O Ela era a grande novidade na imprensa carioca da época e ainda hoje é incrível reler os suplementos e se deparar um algo tão a frente de seu tempo. E tendo à frente Nina que, no final dos anos 60, rivalizava com o próprio e já consagrado Ibrahim Sued que, em 1968, voltava a O Globo. Nos anos 70, ela editava o caderno, mesmo morando em Paris, mandando suas matérias e crônicas (para o Ela ou para o caderno de Cultura, sempre com pautas exclusivas, como, em 1972, uma das primeiras reportagens publicadas no Brasil sobre o fenômeno do Pink Floyd com o Dark Side of the Moon) “via Varig”, como em sua famosa assinatura.

Falei da Nina porque lembrei que o último dia 21 foi “niver” da Rainha Elizabeth eu lembrei de uma história que a Hildegard Angel contou há algum tempo na ocasião do dia dos anos da Rainha, em 2018. Na época, comemorava-se os 50 anos da sua visita ao Brasil. Muita gente não sabe ou lembra, mas ela esteve em turnê em terras brasileiras em novembro de 1968. Foi a sua única visita aqui.

No Recife, com o Príncipe Philip a tiracolo, ela foi recebida pelo então presidente, Costa e Silva. Deslocando-se de iate pelo litoral do nordeste, depois estiveram na Bahia, onde foram recepcionados por Viana Filho. Dia 5, o casal chegou à Brasília, participando de uma sessão solene no Supremo, e com direito a uma sucessão de gafes e beija-mãos com luva (conde Chiquinho Matarazzo beijou e cavalheiros apenas devem acenas com a cabeça no cumprimento –  e ele ainda usou a faixa da Grã-Cruz da Ordem da Coroa da Itália por dentro do colete na presença de um chefe de estado) e tudo. Bola preta. Depois, seguiram para São Paulo (com parada em Campinas para equitação), com direito a recepção no Museu Paulista e a inauguração do MASP, no dia seguinte. Não houve Buffet, mas os garçons serviam salgadinhos e uísque “escocês importado”.

Mas o ápice da viagem dos Windsor na brazuca foi a passagem pelo Rio, onde desfilaram de corso pela cidade, com pessoas nas calçadas abanando e aplaudindo. Na Belacap, eles lançaram a pedra fundamental da futura ponte Rio-Niterói (que estava muitíssimo longe de começar a ser construída) e, na tribuna de honra do recém nomeado Estádio Mário Filho, junto com a grã-fina das narinas de cadáver (“quem é a bola?”,dizia a personagem de Nelson Rodrigues em sua coluna do Globo Esportivo) assistiram a um disputado match entre as seleções carioca e paulista num Maracanã lotado, com gente até dependurado no lustre. Bola branca.

O almoço foi no MAM, com recepção do governador Negrão de Lima e a primeira-dama, Dona Emma. O convescote reuniu cerca de duzentas pessoas – entre elas Austreslégilo de Atahíde, o Ministro das Relações Exteriores, Magalhães Pinto e o cantor Sílvio Caldas. O prato principal foi faisão, preparado pelo maitre René. Para beber, só (e muita) champanhota.

# # #

▸ Exercício proposto 1:
Mostre todas as linhas das entradas que contêm a palavra "ground".

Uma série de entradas

# # #

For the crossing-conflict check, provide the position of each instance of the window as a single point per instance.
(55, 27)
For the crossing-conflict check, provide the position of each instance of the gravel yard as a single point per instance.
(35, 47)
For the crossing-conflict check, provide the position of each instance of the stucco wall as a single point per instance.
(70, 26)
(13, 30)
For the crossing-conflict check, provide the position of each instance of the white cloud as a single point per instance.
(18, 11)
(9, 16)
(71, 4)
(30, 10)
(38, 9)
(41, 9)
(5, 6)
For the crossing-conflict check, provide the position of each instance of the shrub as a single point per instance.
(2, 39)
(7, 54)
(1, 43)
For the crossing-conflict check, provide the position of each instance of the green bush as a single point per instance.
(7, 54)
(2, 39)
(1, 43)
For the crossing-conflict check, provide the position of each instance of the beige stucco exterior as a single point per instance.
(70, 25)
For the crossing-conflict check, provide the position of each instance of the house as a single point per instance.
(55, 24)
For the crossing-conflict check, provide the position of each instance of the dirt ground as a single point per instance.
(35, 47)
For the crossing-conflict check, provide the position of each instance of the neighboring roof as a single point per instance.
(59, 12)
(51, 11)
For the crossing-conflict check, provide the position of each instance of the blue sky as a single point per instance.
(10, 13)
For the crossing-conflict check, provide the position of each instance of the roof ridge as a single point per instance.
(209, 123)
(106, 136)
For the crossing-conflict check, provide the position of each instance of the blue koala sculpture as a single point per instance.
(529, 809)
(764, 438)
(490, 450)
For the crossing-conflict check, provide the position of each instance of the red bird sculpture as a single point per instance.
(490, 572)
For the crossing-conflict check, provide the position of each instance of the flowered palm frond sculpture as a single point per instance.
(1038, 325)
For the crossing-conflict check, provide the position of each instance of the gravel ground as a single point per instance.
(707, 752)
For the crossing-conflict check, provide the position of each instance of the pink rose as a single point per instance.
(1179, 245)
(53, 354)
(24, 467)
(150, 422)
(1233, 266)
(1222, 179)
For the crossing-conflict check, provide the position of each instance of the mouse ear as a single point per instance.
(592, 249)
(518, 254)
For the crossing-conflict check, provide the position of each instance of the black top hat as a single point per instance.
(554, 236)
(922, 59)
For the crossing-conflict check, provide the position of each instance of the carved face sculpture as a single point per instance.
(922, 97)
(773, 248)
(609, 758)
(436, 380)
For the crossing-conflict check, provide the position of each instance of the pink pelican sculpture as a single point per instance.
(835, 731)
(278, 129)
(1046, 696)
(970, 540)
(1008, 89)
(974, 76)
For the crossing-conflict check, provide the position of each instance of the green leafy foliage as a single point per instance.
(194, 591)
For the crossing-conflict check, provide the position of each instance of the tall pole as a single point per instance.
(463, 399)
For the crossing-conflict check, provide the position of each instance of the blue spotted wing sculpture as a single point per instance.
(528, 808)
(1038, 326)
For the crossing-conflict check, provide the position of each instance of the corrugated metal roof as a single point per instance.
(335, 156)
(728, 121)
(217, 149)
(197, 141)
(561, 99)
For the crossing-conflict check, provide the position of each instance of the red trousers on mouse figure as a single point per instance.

# # #

▸ Exercício proposto 2:
Responda com base no artigo:
(a) Em que mês e ano a Rainha Elizabeth esteve no Brasil?
(b) Que museu foi inaugurado em São Paulo durante a visita?
(c) Qual foi o prato principal do almoço no MAM?

▸ Resposta final 1:
For the crossing-conflict check, provide the position of each instance of the dirt ground as a single point per instance.
For the crossing-conflict check, provide the position of each instance of the gravel ground as a single point per instance.

▸ Resposta final 2:
(a) Em novembro de 1968.
(b) O MASP.
(c) Faisão, preparado pelo maitre René.